Set task = Count the lines of the material below that contain the string "collar" with matching case, and reply with that number alone.

Given entries =
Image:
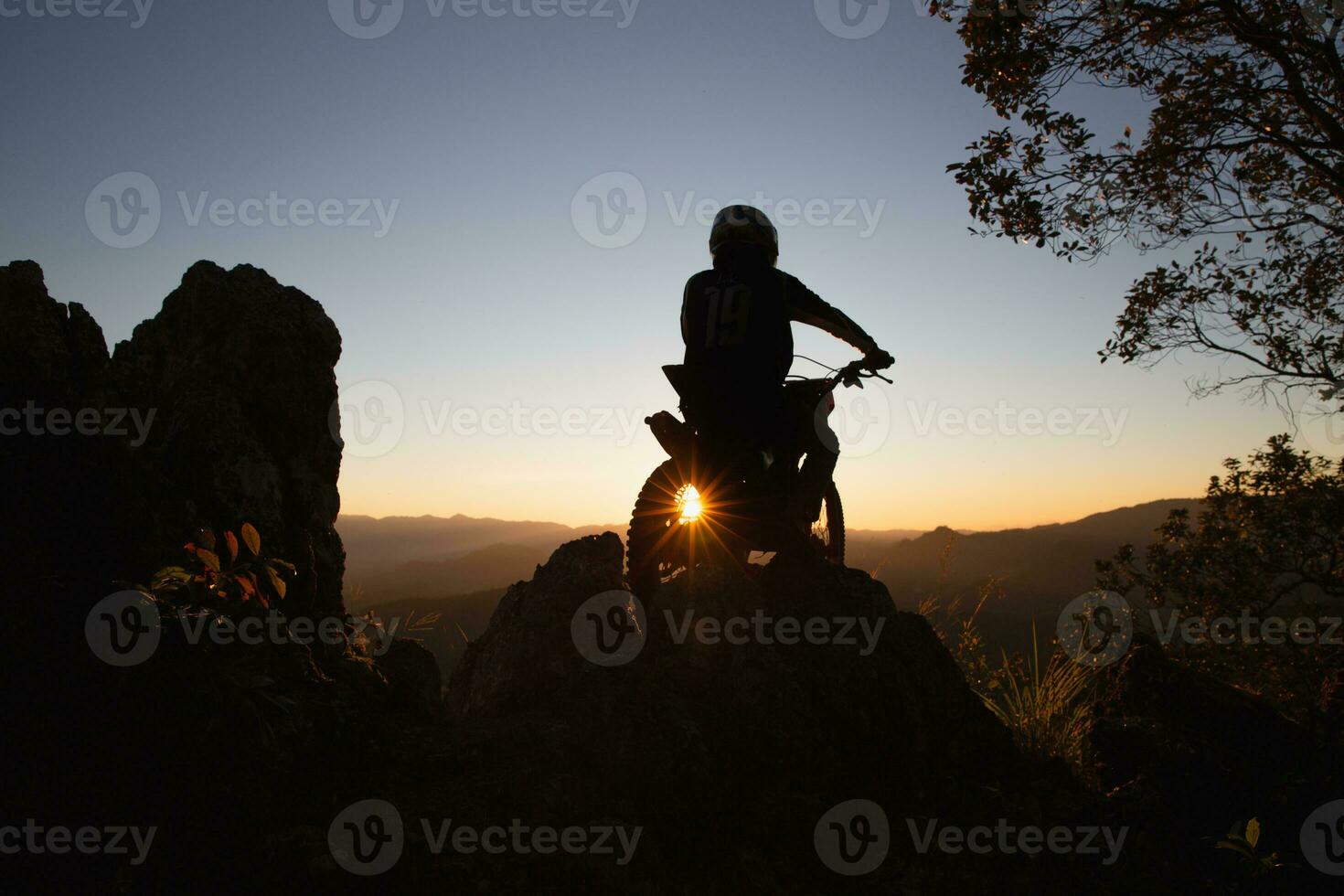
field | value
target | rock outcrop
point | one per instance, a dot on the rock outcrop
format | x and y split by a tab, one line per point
237	372
726	749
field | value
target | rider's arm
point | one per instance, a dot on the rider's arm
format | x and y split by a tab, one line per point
808	308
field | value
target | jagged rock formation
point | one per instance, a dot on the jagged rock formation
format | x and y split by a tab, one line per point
238	374
726	753
1175	741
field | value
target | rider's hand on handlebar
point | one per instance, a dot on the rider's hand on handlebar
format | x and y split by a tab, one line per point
878	360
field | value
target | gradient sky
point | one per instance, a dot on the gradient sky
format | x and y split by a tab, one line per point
485	294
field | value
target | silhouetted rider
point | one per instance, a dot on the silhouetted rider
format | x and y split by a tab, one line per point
735	323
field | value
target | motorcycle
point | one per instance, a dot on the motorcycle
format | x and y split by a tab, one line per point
712	503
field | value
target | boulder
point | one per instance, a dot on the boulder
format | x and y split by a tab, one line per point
215	412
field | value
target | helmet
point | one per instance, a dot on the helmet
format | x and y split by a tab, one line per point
743	225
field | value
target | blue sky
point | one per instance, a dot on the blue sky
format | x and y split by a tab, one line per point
475	137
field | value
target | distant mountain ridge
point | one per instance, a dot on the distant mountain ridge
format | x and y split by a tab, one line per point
1035	566
402	557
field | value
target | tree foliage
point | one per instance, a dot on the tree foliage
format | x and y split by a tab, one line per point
1238	179
1269	543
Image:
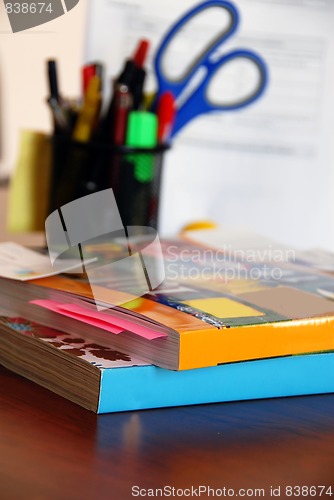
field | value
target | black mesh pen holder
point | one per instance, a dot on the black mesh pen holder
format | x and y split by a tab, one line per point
134	174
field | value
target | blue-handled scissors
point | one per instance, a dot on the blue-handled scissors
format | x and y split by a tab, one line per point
197	102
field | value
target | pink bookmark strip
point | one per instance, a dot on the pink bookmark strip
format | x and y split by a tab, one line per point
112	324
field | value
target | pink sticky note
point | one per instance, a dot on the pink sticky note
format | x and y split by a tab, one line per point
100	320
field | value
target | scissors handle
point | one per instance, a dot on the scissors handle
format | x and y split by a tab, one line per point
198	102
176	86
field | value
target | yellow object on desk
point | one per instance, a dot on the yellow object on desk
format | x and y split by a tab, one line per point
29	186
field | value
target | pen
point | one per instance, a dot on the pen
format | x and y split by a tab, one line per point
137	84
60	118
53	79
133	76
88	115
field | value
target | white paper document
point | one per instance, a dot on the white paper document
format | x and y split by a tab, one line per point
269	166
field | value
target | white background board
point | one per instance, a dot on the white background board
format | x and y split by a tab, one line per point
269	166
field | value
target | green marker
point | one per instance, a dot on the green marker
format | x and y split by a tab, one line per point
142	132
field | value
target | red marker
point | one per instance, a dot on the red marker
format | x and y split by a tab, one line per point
166	114
88	71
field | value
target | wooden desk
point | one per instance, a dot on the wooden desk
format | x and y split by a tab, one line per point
52	449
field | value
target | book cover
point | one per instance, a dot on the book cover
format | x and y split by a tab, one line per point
211	309
103	380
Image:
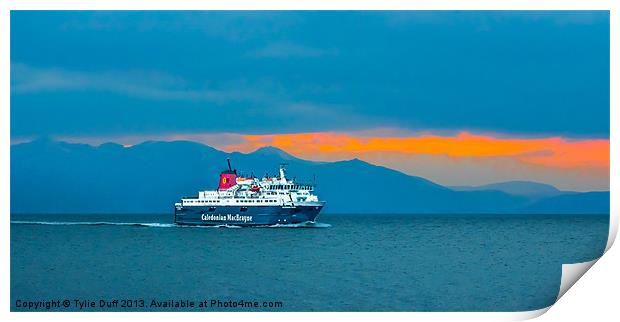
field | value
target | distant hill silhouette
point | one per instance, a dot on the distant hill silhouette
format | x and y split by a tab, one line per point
518	188
58	177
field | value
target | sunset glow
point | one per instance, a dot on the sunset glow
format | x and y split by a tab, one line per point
551	152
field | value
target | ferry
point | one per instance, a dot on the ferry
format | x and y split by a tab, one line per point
250	201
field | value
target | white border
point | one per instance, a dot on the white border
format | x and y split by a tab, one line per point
603	293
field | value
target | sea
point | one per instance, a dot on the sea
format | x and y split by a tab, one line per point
382	262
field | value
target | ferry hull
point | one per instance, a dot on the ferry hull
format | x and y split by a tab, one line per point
252	216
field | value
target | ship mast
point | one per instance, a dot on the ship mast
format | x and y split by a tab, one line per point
282	172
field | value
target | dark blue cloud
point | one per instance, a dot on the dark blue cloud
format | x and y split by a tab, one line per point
527	73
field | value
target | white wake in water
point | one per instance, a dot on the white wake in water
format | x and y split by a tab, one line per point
92	223
307	224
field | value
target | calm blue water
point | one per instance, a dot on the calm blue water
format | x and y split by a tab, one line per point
349	263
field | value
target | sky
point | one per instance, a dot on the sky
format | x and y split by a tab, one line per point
460	98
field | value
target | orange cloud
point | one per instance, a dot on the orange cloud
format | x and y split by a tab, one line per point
551	152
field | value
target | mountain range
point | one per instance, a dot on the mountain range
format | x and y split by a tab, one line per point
57	177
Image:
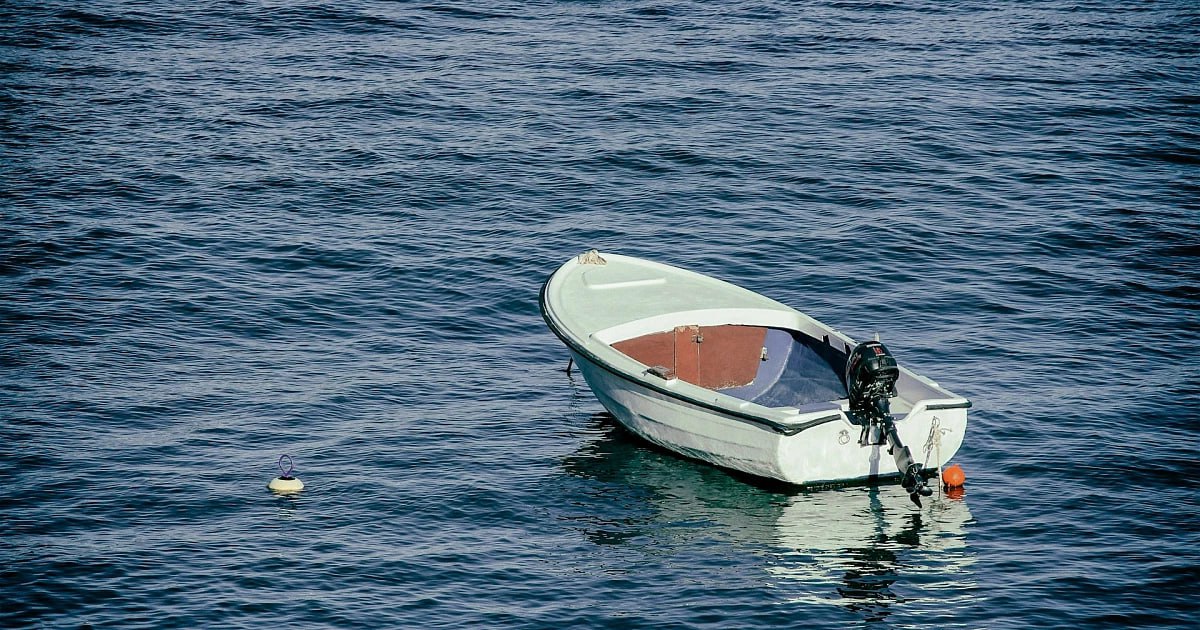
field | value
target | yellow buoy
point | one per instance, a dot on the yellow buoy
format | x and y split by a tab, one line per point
286	483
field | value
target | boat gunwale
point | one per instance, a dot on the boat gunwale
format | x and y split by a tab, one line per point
784	429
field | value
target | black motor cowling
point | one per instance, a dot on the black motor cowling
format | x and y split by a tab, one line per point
871	375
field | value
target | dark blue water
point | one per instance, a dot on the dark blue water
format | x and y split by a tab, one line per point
235	229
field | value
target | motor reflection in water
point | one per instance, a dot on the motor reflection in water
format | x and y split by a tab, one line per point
863	547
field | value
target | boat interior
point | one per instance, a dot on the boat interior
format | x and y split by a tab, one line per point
768	366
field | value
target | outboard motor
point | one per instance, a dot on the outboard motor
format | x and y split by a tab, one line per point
871	375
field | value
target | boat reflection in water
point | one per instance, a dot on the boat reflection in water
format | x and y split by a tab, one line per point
865	549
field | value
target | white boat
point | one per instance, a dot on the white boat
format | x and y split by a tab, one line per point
719	373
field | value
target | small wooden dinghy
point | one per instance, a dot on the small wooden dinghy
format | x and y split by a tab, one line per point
720	373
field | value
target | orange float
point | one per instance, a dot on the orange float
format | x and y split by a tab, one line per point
954	477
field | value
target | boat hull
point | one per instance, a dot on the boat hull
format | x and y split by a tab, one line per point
828	453
723	375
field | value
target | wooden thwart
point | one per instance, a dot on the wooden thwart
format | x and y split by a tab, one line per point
711	357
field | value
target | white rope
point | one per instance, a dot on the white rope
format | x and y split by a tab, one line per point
935	442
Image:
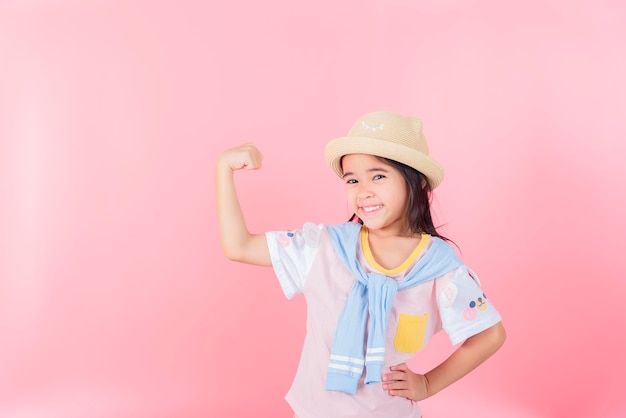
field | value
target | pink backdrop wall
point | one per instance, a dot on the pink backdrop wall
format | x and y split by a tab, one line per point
115	299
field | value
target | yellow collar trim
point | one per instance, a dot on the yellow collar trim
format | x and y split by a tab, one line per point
367	252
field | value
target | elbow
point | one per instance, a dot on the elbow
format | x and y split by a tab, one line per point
498	336
232	253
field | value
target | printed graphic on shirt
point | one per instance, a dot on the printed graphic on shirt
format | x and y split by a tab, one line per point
480	304
410	333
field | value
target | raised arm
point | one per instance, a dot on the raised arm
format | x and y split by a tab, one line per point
237	242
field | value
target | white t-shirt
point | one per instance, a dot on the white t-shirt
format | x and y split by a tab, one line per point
305	262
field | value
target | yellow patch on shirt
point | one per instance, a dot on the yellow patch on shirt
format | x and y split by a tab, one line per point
410	333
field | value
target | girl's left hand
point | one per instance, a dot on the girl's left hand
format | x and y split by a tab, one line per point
403	382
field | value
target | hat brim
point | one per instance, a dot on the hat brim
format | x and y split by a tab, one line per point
423	163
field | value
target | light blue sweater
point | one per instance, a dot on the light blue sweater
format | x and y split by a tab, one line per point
372	294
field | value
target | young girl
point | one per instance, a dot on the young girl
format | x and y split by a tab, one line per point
377	288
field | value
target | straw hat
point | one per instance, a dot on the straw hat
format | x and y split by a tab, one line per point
389	135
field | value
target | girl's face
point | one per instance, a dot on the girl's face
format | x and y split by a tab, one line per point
376	192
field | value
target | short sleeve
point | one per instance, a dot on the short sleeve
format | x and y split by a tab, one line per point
465	308
292	254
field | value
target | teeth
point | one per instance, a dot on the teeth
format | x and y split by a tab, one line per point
371	208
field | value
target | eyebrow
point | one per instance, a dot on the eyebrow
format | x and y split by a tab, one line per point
370	170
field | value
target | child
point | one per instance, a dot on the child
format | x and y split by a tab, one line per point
376	288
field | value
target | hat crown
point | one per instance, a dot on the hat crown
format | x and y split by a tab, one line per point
393	128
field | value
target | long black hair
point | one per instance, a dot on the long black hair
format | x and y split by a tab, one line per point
420	196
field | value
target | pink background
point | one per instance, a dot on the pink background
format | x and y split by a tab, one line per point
115	298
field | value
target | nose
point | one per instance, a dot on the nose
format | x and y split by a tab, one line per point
364	192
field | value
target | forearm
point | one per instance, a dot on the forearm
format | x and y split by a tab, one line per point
237	242
466	358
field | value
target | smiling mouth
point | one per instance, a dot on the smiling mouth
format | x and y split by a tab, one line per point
370	209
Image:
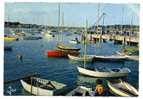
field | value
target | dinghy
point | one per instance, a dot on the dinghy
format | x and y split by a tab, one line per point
61	53
7	48
110	58
64	47
43	87
80	91
78	58
105	74
122	88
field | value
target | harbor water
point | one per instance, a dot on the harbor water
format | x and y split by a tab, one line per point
63	70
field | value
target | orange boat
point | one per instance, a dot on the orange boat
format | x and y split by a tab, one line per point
61	53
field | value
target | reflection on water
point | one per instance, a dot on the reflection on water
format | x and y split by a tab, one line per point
63	70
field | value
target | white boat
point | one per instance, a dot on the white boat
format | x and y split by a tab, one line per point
43	87
73	42
122	88
105	74
48	35
80	91
129	57
111	58
82	58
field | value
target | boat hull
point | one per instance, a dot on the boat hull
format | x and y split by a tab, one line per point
10	39
60	53
67	48
36	90
101	74
76	58
108	58
122	88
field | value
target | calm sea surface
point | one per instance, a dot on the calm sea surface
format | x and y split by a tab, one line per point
63	70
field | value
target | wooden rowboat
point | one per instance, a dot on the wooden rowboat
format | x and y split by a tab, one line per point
61	53
109	58
122	88
80	91
81	59
105	74
43	87
64	47
9	39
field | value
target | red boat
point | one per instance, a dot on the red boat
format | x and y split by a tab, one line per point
56	53
61	53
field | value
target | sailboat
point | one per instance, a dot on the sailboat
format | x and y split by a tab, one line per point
62	46
115	72
62	50
43	87
85	57
122	88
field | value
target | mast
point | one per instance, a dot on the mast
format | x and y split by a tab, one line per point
62	25
122	29
59	11
85	41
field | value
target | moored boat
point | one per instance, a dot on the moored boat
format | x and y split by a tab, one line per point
10	39
7	48
81	59
122	88
61	53
105	74
109	58
43	87
80	91
65	47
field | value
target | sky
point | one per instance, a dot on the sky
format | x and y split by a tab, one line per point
74	14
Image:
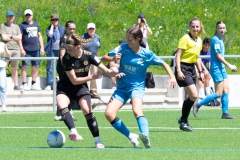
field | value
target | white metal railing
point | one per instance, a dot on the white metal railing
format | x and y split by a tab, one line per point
56	58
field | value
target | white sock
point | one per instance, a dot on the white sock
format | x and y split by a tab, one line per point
207	90
201	93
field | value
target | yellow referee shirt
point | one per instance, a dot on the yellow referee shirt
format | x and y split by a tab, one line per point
192	48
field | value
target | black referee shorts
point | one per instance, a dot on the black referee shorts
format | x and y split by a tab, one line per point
188	69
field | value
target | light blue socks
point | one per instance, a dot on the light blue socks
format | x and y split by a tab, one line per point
208	99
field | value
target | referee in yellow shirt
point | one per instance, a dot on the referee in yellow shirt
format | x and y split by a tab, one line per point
187	57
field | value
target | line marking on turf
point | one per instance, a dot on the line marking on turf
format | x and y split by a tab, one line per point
162	128
123	149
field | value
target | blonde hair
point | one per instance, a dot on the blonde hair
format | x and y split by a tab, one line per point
197	19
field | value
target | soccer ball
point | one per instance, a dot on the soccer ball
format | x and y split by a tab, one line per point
56	139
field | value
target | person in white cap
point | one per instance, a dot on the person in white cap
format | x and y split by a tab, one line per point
3	80
31	37
11	35
93	47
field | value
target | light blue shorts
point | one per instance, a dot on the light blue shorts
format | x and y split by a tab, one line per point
218	76
123	94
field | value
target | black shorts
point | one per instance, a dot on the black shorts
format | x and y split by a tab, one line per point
74	92
189	72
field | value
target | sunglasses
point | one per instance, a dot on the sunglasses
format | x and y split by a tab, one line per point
54	20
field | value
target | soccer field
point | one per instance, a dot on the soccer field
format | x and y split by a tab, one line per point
23	136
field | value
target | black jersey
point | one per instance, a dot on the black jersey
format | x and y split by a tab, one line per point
59	63
79	65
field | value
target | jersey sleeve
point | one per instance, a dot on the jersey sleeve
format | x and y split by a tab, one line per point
95	60
66	63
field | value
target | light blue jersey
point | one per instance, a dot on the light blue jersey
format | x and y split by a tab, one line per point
217	68
134	65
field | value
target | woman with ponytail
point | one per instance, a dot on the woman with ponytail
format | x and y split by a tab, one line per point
73	85
135	59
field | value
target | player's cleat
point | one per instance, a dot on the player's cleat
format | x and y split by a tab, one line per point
75	136
58	118
4	108
133	139
195	109
99	144
227	116
185	126
145	140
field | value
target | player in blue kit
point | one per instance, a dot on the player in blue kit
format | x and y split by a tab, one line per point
218	72
135	60
72	85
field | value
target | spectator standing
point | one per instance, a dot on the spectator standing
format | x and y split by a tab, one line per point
11	35
70	28
4	53
218	72
187	56
146	30
135	59
31	36
93	47
113	62
54	33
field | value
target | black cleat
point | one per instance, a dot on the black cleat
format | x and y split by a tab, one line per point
227	116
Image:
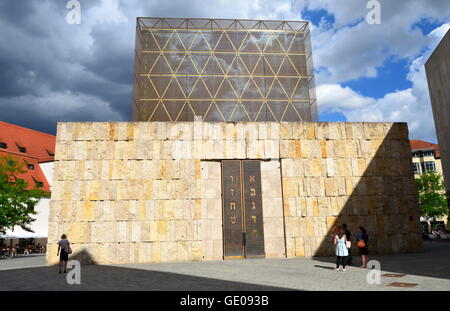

Answer to this problem = 2